**EXERCISE GOAL**
Reproduce exactly the lines below, starting with the line that contains "Report coordinates as" and ending with the last line of the records, both included, and nothing else.

[Dataset entries]
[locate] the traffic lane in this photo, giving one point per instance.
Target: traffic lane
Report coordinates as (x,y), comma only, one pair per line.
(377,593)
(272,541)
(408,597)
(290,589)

**TASK OUTPUT**
Report coordinates as (x,y), comma only, one pair per line.
(377,593)
(272,541)
(408,597)
(290,589)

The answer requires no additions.